- GIVEN PROBLEM 1
Answer these questions about the Netroots Nation post:
(a) In which city was the gathering held?
(b) Which annual gathering of left-leaning bloggers was it, counting from the first?
(c) Which session did Beam decline to attend?

-------- TEXT PASSAGE --------

Insta-Netroots Nation

Miss Netroots Nation this year? Perhaps the next best thing to being there, Slate's intrepid Christopher Beam somehow managed to drag himself nearly every single session at the fourth annual assemblage of left-leaning bloggers, held in Pittsburgh last week. Though he did draw the line at "the fifth event on 'messaging.'" That kind of coverage seems nearly impossible, but perhaps Beam walks really, really fast. I'm thinking there was copious Red Bull involved. Anyway, Beam hunted around for a central theme, and came up with this: How does the netroots hold President Barack Obama accountable to the progressive vision he ran on, without providing ammunition and momentum to the other side?

-------- DATA SHOWN --------

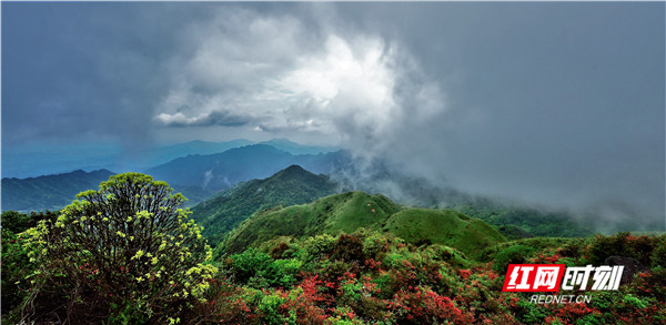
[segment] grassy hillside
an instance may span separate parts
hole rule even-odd
[[[581,224],[565,212],[543,212],[525,206],[508,206],[481,200],[474,204],[451,206],[452,210],[478,217],[508,238],[532,236],[577,237],[594,234],[588,225]]]
[[[2,210],[58,210],[72,203],[79,192],[97,189],[112,174],[107,170],[90,173],[79,170],[23,180],[2,179]]]
[[[238,184],[192,207],[192,217],[204,226],[211,244],[253,213],[278,205],[304,204],[335,193],[336,184],[301,166],[289,166],[265,180]]]
[[[451,245],[465,253],[506,241],[502,234],[462,213],[402,209],[385,196],[347,192],[311,204],[258,213],[244,221],[220,250],[240,252],[276,236],[352,233],[360,227],[382,231],[410,243]]]
[[[438,243],[471,254],[506,241],[487,223],[452,210],[401,211],[389,217],[384,230],[408,243]]]

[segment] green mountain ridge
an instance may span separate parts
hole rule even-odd
[[[275,206],[310,203],[336,192],[337,184],[291,165],[264,180],[236,184],[192,207],[192,217],[204,227],[211,244],[232,231],[253,213]]]
[[[407,209],[382,194],[346,192],[256,213],[230,233],[218,253],[242,252],[276,236],[337,235],[361,227],[392,233],[413,244],[443,244],[473,255],[506,242],[491,225],[456,211]]]

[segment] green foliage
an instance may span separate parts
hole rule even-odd
[[[254,288],[285,287],[296,281],[302,265],[299,260],[273,260],[269,254],[251,248],[226,258],[224,273]]]
[[[204,226],[203,234],[214,245],[255,212],[310,203],[335,193],[335,189],[327,176],[292,165],[269,179],[240,183],[221,192],[194,206],[192,217]]]
[[[33,294],[24,308],[129,323],[182,313],[216,270],[204,264],[211,251],[200,227],[179,207],[185,199],[171,192],[148,175],[114,175],[78,194],[56,222],[30,228],[29,256],[38,267],[27,281],[34,293],[54,292],[50,299],[62,306],[50,311]]]
[[[454,211],[401,209],[383,195],[347,192],[311,204],[259,213],[244,221],[219,248],[240,252],[278,236],[339,235],[357,230],[383,231],[408,243],[436,243],[478,254],[506,240],[483,221]],[[380,250],[371,243],[372,250]]]
[[[505,242],[485,222],[451,210],[410,209],[391,215],[384,230],[410,243],[426,240],[476,255],[483,248]]]
[[[653,252],[652,265],[654,267],[660,266],[662,268],[666,268],[666,242],[665,241],[660,241],[658,243],[658,246]]]
[[[514,245],[502,250],[495,255],[493,268],[497,273],[506,272],[508,264],[523,264],[534,248],[525,245]]]

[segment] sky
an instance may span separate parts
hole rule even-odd
[[[663,2],[2,2],[2,151],[287,138],[664,219]]]

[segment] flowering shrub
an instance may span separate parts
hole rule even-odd
[[[38,267],[26,278],[27,318],[178,318],[216,268],[205,263],[211,250],[201,228],[179,207],[185,199],[171,192],[148,175],[114,175],[99,191],[78,194],[56,222],[28,230]]]

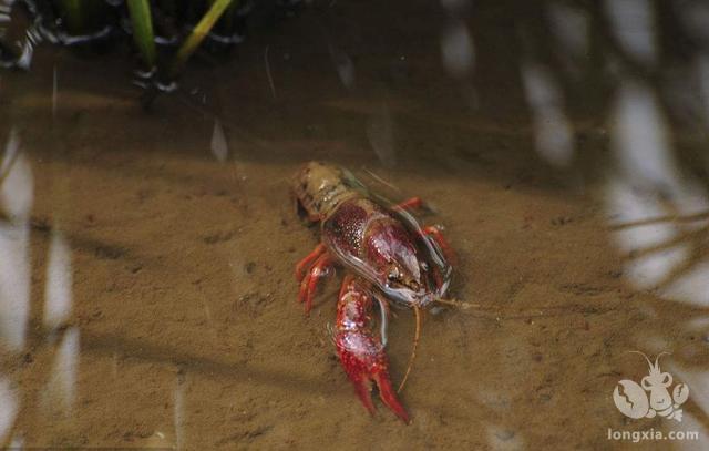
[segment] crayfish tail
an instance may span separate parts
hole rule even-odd
[[[381,402],[383,402],[384,406],[389,408],[389,410],[394,412],[397,417],[401,418],[404,423],[409,424],[409,422],[411,421],[409,418],[409,413],[407,413],[407,410],[403,408],[403,406],[401,406],[401,402],[399,402],[397,392],[391,386],[389,375],[384,371],[380,371],[374,373],[372,376],[372,379],[374,379],[374,382],[377,382],[377,387],[379,388],[379,397],[381,398]]]

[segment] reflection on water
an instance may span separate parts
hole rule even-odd
[[[706,4],[259,20],[150,114],[120,55],[40,49],[2,73],[1,445],[605,449],[654,428],[706,448]],[[319,232],[288,186],[315,158],[422,196],[460,256],[453,291],[476,307],[427,316],[409,427],[368,417],[331,357],[337,284],[296,306]],[[399,381],[413,320],[389,326]],[[681,422],[614,406],[647,376],[635,350],[671,352]]]

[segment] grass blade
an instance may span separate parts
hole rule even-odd
[[[224,11],[232,4],[233,0],[215,0],[206,14],[202,18],[199,23],[192,30],[192,33],[185,39],[182,47],[175,55],[173,65],[169,71],[171,76],[175,76],[179,70],[185,65],[189,57],[199,47],[202,41],[209,33],[209,30],[219,20]]]
[[[151,6],[148,0],[127,0],[127,3],[133,23],[133,40],[141,51],[146,69],[151,70],[155,66],[155,35]]]

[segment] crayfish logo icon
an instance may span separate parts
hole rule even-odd
[[[645,357],[650,373],[644,377],[639,385],[628,379],[618,382],[613,390],[613,401],[620,413],[633,419],[654,418],[658,414],[677,422],[682,421],[682,410],[679,407],[689,398],[689,387],[686,383],[678,383],[670,396],[672,375],[662,372],[659,366],[660,356],[669,352],[659,353],[655,358],[655,363],[650,362],[643,352],[630,352]]]

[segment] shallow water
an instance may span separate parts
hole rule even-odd
[[[487,3],[315,2],[150,113],[121,51],[2,72],[1,443],[706,448],[705,50],[653,44],[674,29],[644,2]],[[475,307],[425,316],[410,426],[378,399],[370,417],[333,353],[342,271],[310,317],[296,303],[310,160],[421,196],[459,256]],[[394,312],[397,383],[414,325]],[[648,376],[630,351],[671,353],[682,421],[616,408]]]

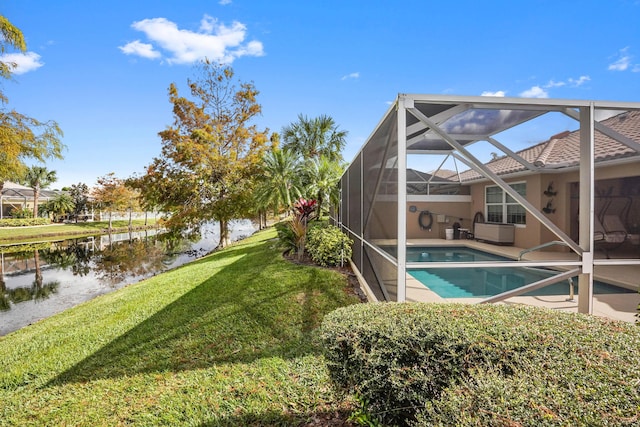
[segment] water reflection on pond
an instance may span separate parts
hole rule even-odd
[[[255,231],[249,220],[230,228],[232,240]],[[203,256],[218,240],[212,224],[197,239],[146,230],[0,246],[0,336]]]

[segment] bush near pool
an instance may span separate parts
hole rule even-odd
[[[332,267],[347,263],[351,258],[353,240],[338,227],[321,223],[307,231],[307,252],[318,265]]]
[[[640,327],[537,307],[358,304],[323,321],[332,380],[385,425],[640,425]]]

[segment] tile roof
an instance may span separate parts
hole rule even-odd
[[[640,111],[629,111],[602,120],[600,123],[640,143]],[[621,144],[614,139],[598,132],[595,132],[595,162],[622,159],[632,156],[640,156],[633,149]],[[523,159],[544,169],[559,169],[563,167],[576,166],[580,159],[580,132],[565,131],[549,138],[548,141],[541,142],[532,147],[518,151],[516,154]],[[485,164],[497,175],[507,175],[515,172],[527,170],[516,159],[509,156],[500,157]],[[455,179],[455,176],[449,177]],[[460,174],[462,182],[473,181],[483,178],[474,170],[467,170]]]

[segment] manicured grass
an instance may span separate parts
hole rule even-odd
[[[144,227],[143,219],[135,219],[132,222],[133,227]],[[153,226],[154,219],[149,219],[147,224]],[[40,225],[36,227],[0,227],[0,244],[14,243],[17,241],[28,242],[34,240],[46,240],[52,237],[60,236],[92,236],[106,232],[109,227],[109,221],[81,222],[78,224],[51,224]],[[126,231],[129,227],[128,220],[112,221],[111,227],[113,231]]]
[[[0,425],[304,425],[344,410],[315,330],[358,300],[274,237],[0,338]]]

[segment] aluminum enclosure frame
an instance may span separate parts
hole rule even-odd
[[[354,238],[357,251],[354,250],[354,264],[361,270],[368,263],[369,270],[373,270],[370,277],[379,282],[390,284],[395,289],[389,296],[389,289],[381,285],[384,299],[398,302],[406,301],[407,269],[418,268],[426,263],[408,263],[406,258],[407,245],[407,155],[420,154],[450,154],[469,168],[480,173],[484,178],[500,187],[508,196],[519,203],[528,214],[539,221],[542,226],[550,230],[557,238],[568,246],[578,261],[563,262],[567,270],[578,272],[579,277],[579,307],[583,313],[591,313],[593,309],[593,271],[596,265],[640,265],[638,259],[597,260],[594,257],[594,170],[595,170],[595,132],[614,139],[615,141],[634,150],[640,155],[640,142],[620,135],[596,120],[596,114],[602,110],[619,112],[638,110],[640,103],[563,100],[563,99],[529,99],[529,98],[501,98],[484,96],[448,96],[448,95],[419,95],[399,94],[394,104],[387,110],[371,136],[356,154],[341,179],[341,203],[337,222],[350,237]],[[539,173],[543,167],[530,163],[514,150],[502,144],[495,137],[497,134],[527,123],[547,113],[554,112],[576,120],[580,135],[580,164],[579,164],[579,239],[574,241],[565,230],[559,228],[548,217],[533,206],[525,197],[518,194],[507,184],[503,176],[491,171],[483,162],[476,158],[468,147],[478,141],[486,141],[497,150],[516,160],[530,173]],[[386,144],[384,150],[382,145]],[[373,154],[372,154],[373,153]],[[352,166],[354,169],[352,170]],[[389,177],[393,177],[390,179]],[[375,178],[375,179],[374,179]],[[359,180],[358,188],[351,188],[349,182]],[[375,181],[375,183],[373,183]],[[383,191],[383,183],[393,181],[392,189]],[[396,191],[393,187],[396,186]],[[373,194],[365,194],[369,192]],[[357,194],[359,192],[359,195]],[[395,193],[395,194],[394,194]],[[376,203],[380,201],[395,203],[397,211],[392,215],[388,212],[376,212]],[[357,204],[357,206],[356,206]],[[359,221],[355,224],[349,220],[349,210],[357,209]],[[355,212],[355,211],[354,211]],[[375,212],[375,215],[374,215]],[[395,258],[381,250],[375,244],[370,234],[372,217],[382,214],[396,216],[395,231],[388,232],[386,237],[395,246]],[[354,229],[354,224],[357,225]],[[394,243],[395,241],[395,243]],[[365,258],[369,258],[367,261]],[[377,265],[371,259],[378,259]],[[384,264],[383,266],[381,266]],[[473,264],[473,265],[467,265]],[[428,263],[429,268],[450,268],[459,266],[468,268],[480,266],[482,263]],[[506,261],[500,266],[558,266],[559,263]],[[376,271],[377,270],[377,271]],[[393,271],[395,270],[395,271]],[[360,271],[362,272],[362,271]],[[395,277],[390,277],[395,272]],[[566,280],[566,273],[556,275],[556,280],[545,280],[542,286]],[[363,274],[366,278],[366,274]],[[549,283],[546,283],[549,282]],[[536,284],[534,284],[536,285]],[[522,292],[526,292],[526,289]],[[521,293],[522,293],[521,292]],[[508,295],[507,295],[508,294]],[[515,292],[518,294],[518,292]],[[514,291],[505,295],[497,295],[483,302],[495,302],[509,298]]]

--------

- GIVEN PROBLEM 2
How many lines of the listing contain the word "green"? Reply with the number only.

- TASK SOLUTION 1
(a) Pittsburgh
(b) The fourth
(c) The fifth event on "messaging"

- TASK SOLUTION 2
2